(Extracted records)
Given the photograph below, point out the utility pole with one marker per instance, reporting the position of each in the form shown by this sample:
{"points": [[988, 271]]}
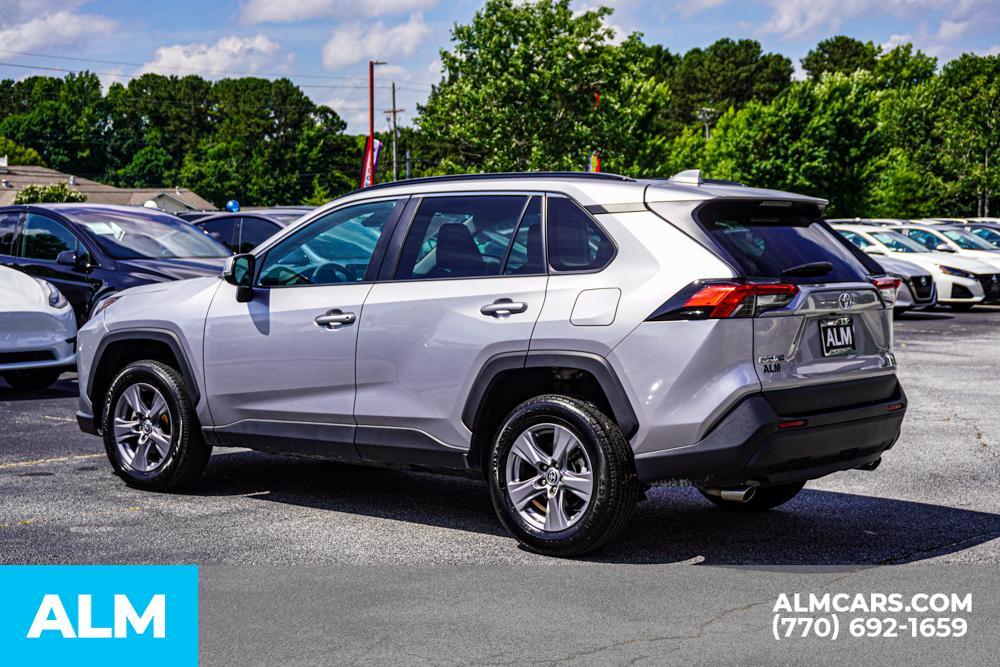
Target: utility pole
{"points": [[393, 112], [371, 117]]}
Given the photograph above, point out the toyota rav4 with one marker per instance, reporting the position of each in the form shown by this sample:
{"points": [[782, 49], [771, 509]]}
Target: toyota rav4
{"points": [[571, 338]]}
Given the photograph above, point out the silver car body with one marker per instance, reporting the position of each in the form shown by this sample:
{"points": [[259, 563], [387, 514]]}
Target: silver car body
{"points": [[399, 376]]}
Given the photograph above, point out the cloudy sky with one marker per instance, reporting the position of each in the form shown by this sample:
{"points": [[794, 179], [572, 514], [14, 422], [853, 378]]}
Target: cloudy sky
{"points": [[324, 45]]}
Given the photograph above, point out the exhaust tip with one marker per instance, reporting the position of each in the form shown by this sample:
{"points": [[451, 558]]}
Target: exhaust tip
{"points": [[739, 494]]}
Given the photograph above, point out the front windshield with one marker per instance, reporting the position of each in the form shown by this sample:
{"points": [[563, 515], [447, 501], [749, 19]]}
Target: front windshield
{"points": [[896, 242], [989, 235], [146, 234], [967, 241]]}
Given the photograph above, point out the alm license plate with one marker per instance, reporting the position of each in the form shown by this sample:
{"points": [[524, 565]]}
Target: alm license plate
{"points": [[837, 336]]}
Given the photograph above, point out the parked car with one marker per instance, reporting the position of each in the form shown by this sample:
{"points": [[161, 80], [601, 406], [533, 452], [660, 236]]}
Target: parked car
{"points": [[92, 251], [986, 230], [916, 285], [953, 239], [37, 331], [569, 337], [960, 282], [245, 230]]}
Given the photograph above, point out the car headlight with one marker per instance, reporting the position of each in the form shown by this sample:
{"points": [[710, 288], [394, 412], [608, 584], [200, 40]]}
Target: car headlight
{"points": [[951, 271], [53, 295]]}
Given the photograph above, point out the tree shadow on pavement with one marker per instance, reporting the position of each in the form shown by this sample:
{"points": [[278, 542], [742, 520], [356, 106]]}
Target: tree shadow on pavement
{"points": [[66, 387], [672, 525]]}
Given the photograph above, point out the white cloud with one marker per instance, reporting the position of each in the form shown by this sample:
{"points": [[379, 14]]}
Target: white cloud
{"points": [[794, 19], [241, 54], [689, 8], [354, 43], [60, 28], [288, 11]]}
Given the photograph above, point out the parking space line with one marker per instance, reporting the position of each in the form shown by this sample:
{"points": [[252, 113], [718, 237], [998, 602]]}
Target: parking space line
{"points": [[56, 459]]}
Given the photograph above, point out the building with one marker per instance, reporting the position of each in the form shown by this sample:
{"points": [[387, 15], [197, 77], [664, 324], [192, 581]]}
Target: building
{"points": [[175, 200]]}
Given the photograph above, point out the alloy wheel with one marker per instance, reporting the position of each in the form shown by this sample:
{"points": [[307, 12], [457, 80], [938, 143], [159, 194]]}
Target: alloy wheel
{"points": [[550, 480], [143, 427]]}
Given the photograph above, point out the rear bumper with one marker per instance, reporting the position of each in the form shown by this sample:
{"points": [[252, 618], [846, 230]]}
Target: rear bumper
{"points": [[748, 445]]}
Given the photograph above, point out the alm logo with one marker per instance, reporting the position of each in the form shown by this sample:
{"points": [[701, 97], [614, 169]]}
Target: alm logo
{"points": [[52, 617], [99, 614]]}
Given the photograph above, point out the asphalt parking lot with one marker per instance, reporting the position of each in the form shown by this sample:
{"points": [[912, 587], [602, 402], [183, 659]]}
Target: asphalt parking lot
{"points": [[933, 499]]}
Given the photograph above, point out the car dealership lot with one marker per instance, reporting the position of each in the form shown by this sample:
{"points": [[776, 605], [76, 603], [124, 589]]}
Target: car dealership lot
{"points": [[933, 498]]}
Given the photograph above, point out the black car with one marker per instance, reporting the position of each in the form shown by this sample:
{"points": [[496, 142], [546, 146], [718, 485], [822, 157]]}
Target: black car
{"points": [[243, 231], [90, 251]]}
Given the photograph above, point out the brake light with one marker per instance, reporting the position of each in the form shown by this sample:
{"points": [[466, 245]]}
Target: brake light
{"points": [[722, 300], [887, 286]]}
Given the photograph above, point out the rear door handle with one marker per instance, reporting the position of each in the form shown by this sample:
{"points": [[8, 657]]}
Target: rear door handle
{"points": [[332, 319], [503, 307]]}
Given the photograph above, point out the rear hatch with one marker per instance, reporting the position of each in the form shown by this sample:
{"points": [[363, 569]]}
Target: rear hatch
{"points": [[835, 325]]}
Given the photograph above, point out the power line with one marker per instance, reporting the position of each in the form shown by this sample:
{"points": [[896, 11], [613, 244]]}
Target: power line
{"points": [[197, 69], [130, 77]]}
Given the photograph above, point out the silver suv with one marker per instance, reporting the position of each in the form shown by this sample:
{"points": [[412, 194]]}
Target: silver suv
{"points": [[572, 338]]}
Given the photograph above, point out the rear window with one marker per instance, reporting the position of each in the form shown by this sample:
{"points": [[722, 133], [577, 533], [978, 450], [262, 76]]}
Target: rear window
{"points": [[767, 239]]}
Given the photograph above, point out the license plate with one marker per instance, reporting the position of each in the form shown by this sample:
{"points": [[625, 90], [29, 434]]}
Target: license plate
{"points": [[837, 336]]}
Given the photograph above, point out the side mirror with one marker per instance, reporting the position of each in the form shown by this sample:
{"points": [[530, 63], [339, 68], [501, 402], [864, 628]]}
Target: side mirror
{"points": [[72, 258], [239, 271]]}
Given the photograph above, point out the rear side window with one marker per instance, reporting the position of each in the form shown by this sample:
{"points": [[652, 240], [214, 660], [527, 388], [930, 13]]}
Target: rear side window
{"points": [[576, 243], [461, 237], [8, 227], [768, 241]]}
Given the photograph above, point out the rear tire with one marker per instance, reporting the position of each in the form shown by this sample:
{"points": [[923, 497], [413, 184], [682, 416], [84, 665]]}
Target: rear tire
{"points": [[579, 488], [764, 498], [151, 433], [34, 380]]}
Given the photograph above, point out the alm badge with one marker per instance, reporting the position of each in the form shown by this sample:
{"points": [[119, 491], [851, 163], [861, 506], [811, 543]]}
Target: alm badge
{"points": [[80, 614]]}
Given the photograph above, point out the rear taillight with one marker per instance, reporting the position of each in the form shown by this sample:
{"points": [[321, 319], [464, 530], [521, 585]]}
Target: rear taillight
{"points": [[887, 286], [724, 300]]}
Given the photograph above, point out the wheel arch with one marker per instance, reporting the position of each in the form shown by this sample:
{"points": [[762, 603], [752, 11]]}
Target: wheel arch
{"points": [[118, 349], [508, 379]]}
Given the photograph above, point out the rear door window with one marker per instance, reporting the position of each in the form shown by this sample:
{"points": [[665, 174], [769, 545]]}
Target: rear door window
{"points": [[8, 229], [769, 239], [461, 236], [576, 243]]}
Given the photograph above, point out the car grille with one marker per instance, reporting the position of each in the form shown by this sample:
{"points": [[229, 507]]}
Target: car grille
{"points": [[22, 357], [921, 287], [991, 285]]}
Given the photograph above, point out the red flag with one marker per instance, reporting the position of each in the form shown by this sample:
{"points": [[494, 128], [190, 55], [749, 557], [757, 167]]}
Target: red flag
{"points": [[368, 176]]}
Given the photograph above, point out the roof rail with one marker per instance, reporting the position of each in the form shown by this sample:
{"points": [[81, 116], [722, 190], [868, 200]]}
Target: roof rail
{"points": [[504, 174], [688, 177]]}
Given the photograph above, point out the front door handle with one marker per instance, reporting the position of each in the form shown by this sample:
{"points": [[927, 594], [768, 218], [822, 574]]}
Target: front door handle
{"points": [[335, 318], [503, 307]]}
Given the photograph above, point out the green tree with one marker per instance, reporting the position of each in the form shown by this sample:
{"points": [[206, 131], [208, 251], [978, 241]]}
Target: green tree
{"points": [[52, 193], [842, 54], [520, 92], [726, 74], [818, 138], [17, 154]]}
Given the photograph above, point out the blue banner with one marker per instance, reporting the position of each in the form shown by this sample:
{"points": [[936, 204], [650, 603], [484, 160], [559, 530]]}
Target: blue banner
{"points": [[99, 614]]}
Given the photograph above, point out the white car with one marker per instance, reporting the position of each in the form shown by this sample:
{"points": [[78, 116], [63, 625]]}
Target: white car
{"points": [[37, 331], [946, 238], [961, 282]]}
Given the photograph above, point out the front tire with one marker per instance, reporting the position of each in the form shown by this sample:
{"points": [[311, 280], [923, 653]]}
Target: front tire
{"points": [[151, 433], [34, 380], [763, 498], [562, 476]]}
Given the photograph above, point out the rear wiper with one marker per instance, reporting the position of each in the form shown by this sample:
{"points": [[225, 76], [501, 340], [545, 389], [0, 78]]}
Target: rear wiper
{"points": [[808, 270]]}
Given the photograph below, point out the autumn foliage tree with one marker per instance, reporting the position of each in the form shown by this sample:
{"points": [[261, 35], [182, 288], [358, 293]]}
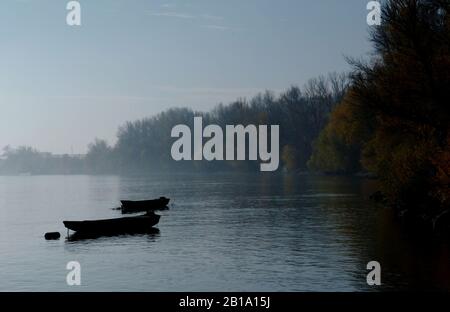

The problem → Keep only those lines of the records that hold "below", and return them.

Answer for the task →
Given the photograph below, point out the utility pole with one marker per instance, reporting the position of each in the form shown by this sample:
Given the photograph below, point out the autumn foliage tree with one marker per instance, reporting the position of each in the form shown by this sample:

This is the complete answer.